• TEXT PASSAGE

=====

Editor’s note: This is part one of two. At some point during posting this the last half didn’t come over so the post has been split in two to correct this and because of the lengthiness of the original article. Part two will be posted on December 29th.
Last week my Dad diagnosed me with bipolar disorder. Maybe this could have explained a few things, and no doubt he would like to think it does, except for one uncomfortable fact. I do not have bipolar disorder. I still see a counselor and I previously saw another one for two years and I’m pretty sure that if I had bipolar disorder, one of them would have told me.

=====

• INFORMATION GIVEN
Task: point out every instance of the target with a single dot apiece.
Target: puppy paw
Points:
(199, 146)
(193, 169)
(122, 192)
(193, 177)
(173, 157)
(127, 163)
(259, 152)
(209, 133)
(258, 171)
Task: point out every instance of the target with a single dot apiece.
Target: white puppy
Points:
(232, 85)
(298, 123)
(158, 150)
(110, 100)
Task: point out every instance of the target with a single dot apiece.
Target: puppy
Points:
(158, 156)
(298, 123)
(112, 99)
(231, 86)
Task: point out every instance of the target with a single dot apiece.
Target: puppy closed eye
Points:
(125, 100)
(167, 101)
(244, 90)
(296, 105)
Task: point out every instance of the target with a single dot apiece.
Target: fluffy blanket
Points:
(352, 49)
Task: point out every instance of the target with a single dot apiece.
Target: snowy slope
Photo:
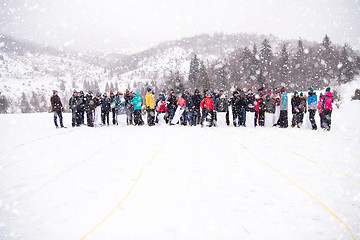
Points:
(179, 182)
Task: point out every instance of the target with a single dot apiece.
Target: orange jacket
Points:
(207, 103)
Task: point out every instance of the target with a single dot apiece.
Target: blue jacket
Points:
(312, 101)
(136, 101)
(105, 106)
(284, 101)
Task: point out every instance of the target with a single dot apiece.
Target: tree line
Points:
(319, 65)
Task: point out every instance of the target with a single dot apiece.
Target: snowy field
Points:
(177, 182)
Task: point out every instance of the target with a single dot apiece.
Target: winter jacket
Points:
(189, 103)
(181, 102)
(136, 101)
(269, 105)
(284, 101)
(172, 102)
(105, 106)
(207, 103)
(89, 103)
(221, 104)
(259, 105)
(197, 100)
(161, 106)
(312, 101)
(295, 104)
(128, 100)
(328, 100)
(250, 103)
(56, 103)
(150, 101)
(74, 103)
(303, 107)
(320, 104)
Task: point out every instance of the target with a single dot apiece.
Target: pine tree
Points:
(4, 104)
(107, 87)
(24, 104)
(265, 59)
(347, 66)
(284, 66)
(194, 72)
(298, 67)
(205, 81)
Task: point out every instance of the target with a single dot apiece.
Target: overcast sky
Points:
(114, 24)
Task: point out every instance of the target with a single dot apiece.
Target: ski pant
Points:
(74, 118)
(205, 112)
(81, 119)
(114, 115)
(197, 116)
(90, 118)
(137, 118)
(261, 118)
(283, 121)
(312, 118)
(129, 116)
(105, 117)
(58, 114)
(189, 117)
(236, 118)
(327, 119)
(242, 116)
(171, 114)
(151, 117)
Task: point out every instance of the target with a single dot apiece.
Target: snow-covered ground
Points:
(179, 182)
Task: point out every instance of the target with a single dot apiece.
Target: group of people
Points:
(246, 108)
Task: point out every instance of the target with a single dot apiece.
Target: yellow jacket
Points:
(150, 100)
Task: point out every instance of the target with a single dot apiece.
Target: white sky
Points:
(114, 24)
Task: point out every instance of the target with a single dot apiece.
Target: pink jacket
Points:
(328, 100)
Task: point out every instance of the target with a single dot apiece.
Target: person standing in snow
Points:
(327, 108)
(197, 100)
(283, 109)
(74, 105)
(105, 109)
(112, 104)
(57, 107)
(172, 105)
(137, 103)
(89, 108)
(150, 107)
(303, 109)
(190, 106)
(236, 108)
(81, 108)
(295, 105)
(312, 104)
(128, 107)
(320, 107)
(221, 107)
(208, 106)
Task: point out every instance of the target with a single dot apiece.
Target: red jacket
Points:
(207, 103)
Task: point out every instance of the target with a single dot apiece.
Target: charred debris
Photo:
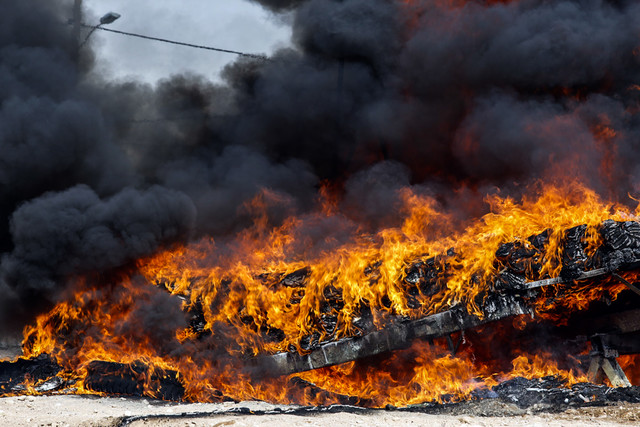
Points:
(611, 328)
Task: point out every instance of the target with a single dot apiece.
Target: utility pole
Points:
(77, 22)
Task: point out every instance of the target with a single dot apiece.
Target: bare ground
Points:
(93, 411)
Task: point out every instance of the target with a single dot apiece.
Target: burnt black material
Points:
(550, 393)
(322, 396)
(129, 379)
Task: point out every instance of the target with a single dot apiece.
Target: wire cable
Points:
(235, 52)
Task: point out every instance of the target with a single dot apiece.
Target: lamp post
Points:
(105, 20)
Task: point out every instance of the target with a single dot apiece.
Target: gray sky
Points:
(228, 24)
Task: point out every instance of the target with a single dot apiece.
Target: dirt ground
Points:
(89, 411)
(93, 411)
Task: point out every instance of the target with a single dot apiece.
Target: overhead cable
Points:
(235, 52)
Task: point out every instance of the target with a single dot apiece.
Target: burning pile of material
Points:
(448, 180)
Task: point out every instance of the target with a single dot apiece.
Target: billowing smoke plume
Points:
(375, 95)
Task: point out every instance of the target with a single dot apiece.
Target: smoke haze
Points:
(376, 95)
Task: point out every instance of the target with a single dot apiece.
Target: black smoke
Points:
(373, 96)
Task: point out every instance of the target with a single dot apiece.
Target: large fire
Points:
(246, 310)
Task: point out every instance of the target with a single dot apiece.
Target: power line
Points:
(235, 52)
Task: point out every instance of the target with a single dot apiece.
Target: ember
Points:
(422, 204)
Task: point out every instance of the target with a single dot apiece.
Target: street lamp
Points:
(105, 20)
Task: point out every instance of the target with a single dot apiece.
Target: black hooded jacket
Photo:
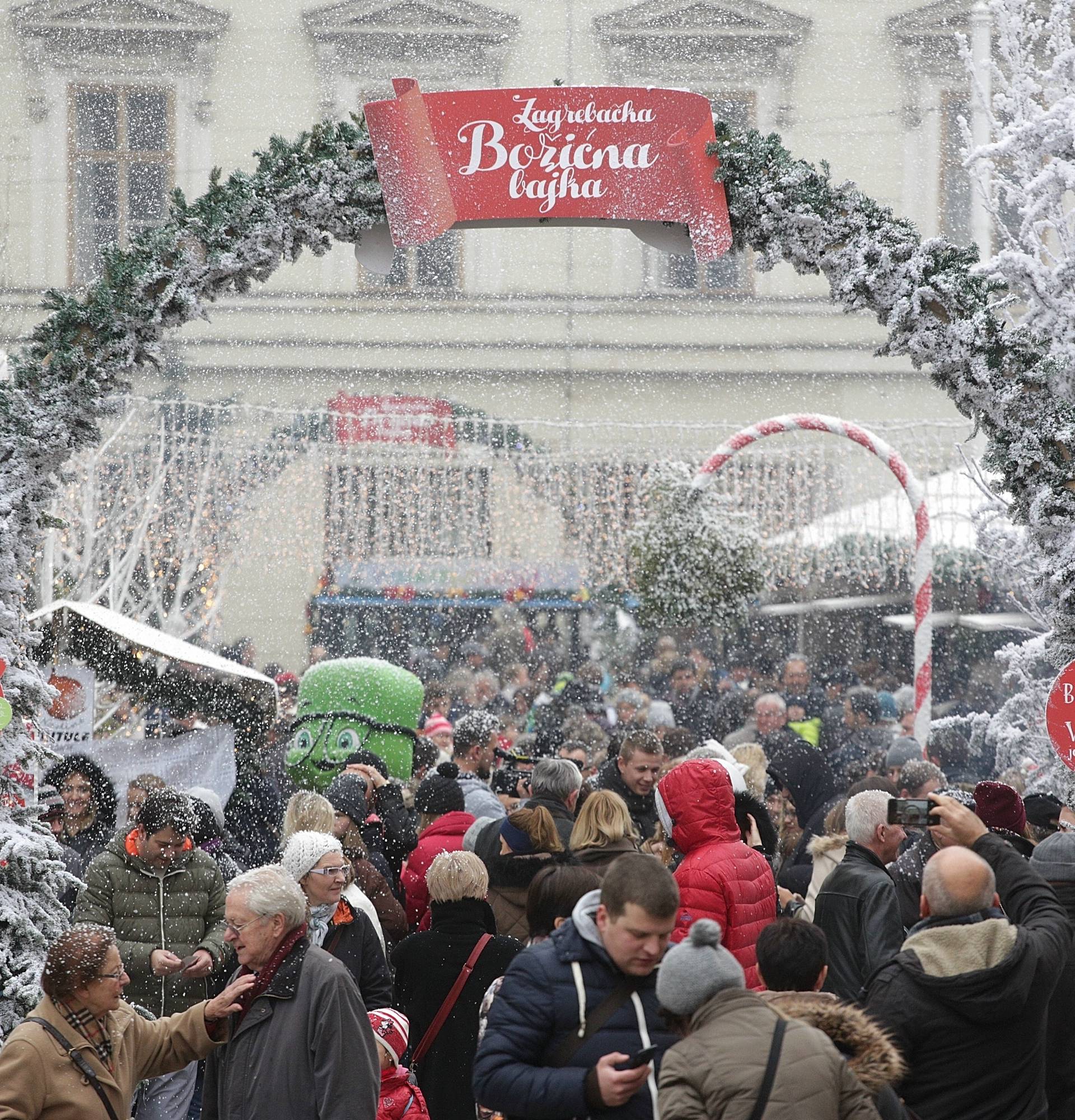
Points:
(805, 772)
(1060, 1069)
(975, 1039)
(426, 969)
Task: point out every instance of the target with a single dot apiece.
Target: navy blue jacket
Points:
(538, 1005)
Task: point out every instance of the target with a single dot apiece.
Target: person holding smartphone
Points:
(165, 899)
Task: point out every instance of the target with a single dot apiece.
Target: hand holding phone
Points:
(639, 1060)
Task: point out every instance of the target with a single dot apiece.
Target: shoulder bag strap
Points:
(81, 1063)
(330, 946)
(770, 1071)
(450, 1003)
(603, 1013)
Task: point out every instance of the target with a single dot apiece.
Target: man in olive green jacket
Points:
(165, 899)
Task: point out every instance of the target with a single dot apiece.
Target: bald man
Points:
(967, 997)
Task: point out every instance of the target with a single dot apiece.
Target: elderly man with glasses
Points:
(83, 1014)
(301, 1043)
(316, 862)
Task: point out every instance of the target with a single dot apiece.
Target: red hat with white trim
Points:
(392, 1030)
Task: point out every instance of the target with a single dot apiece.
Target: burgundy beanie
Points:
(1001, 807)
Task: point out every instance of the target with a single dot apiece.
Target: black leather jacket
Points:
(859, 911)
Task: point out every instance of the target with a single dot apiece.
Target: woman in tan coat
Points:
(718, 1070)
(83, 982)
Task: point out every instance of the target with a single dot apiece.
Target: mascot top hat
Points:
(350, 704)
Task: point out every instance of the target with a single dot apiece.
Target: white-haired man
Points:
(302, 1047)
(857, 907)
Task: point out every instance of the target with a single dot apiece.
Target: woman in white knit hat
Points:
(316, 862)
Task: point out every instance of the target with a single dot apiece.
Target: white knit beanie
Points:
(304, 851)
(213, 800)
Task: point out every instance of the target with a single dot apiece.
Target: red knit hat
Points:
(437, 725)
(392, 1030)
(1001, 807)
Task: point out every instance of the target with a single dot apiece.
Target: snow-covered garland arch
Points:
(917, 494)
(323, 188)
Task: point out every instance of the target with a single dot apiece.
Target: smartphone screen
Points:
(912, 811)
(637, 1061)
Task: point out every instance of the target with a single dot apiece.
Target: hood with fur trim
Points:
(872, 1056)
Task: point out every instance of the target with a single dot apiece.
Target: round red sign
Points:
(1060, 716)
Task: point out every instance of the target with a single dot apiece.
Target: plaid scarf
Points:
(90, 1028)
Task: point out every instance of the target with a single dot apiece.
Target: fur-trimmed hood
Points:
(519, 871)
(872, 1057)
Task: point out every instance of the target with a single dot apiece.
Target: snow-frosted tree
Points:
(1030, 166)
(38, 433)
(695, 558)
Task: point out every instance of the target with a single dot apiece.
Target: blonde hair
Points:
(307, 813)
(754, 759)
(456, 875)
(539, 826)
(146, 782)
(603, 820)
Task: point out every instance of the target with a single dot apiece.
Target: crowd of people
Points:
(676, 893)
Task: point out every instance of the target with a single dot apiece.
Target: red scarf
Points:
(266, 975)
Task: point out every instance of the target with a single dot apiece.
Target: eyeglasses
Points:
(232, 928)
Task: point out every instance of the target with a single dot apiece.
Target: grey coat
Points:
(305, 1049)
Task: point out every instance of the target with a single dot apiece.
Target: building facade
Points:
(108, 106)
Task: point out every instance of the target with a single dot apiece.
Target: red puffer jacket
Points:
(721, 878)
(444, 835)
(399, 1098)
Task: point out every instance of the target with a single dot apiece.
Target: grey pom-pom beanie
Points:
(695, 970)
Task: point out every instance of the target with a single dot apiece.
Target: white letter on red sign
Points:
(479, 142)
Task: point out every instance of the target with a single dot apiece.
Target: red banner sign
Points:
(394, 421)
(619, 154)
(1060, 716)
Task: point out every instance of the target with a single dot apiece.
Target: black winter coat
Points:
(1060, 1069)
(354, 942)
(906, 874)
(975, 1040)
(427, 966)
(538, 1006)
(400, 837)
(852, 760)
(643, 808)
(803, 771)
(859, 913)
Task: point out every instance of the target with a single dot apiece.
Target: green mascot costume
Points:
(351, 704)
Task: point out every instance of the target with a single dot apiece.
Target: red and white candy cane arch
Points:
(923, 574)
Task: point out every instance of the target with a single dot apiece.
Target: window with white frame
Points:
(121, 162)
(436, 267)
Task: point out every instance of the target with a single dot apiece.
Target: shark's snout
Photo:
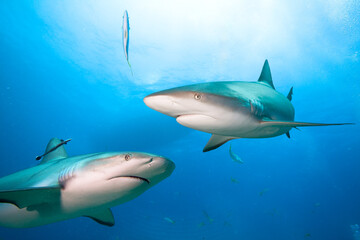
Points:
(163, 103)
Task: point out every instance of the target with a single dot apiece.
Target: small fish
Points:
(227, 224)
(235, 157)
(169, 220)
(54, 148)
(207, 216)
(201, 224)
(125, 32)
(234, 180)
(263, 191)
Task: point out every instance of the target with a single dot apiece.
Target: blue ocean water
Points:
(63, 74)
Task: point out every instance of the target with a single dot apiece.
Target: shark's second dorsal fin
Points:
(58, 153)
(265, 76)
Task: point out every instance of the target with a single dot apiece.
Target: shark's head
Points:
(205, 107)
(114, 178)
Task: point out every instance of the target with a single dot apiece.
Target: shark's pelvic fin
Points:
(31, 196)
(104, 217)
(57, 153)
(216, 141)
(290, 94)
(298, 124)
(265, 76)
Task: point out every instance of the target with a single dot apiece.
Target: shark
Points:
(231, 109)
(62, 187)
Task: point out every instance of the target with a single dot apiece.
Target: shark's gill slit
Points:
(135, 177)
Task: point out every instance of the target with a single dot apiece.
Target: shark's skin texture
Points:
(63, 187)
(230, 110)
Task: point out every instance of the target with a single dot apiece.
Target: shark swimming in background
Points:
(125, 36)
(230, 110)
(63, 187)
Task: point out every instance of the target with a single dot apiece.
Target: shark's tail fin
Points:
(299, 124)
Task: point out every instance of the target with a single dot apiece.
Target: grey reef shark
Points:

=====

• EXERCISE GOAL
Put this sentence from the post about a bipolar diagnosis into Spanish: "Last week my Dad diagnosed me with bipolar disorder."

• REPLY TO THE EXERCISE
La semana pasada, mi papá me diagnosticó trastorno bipolar.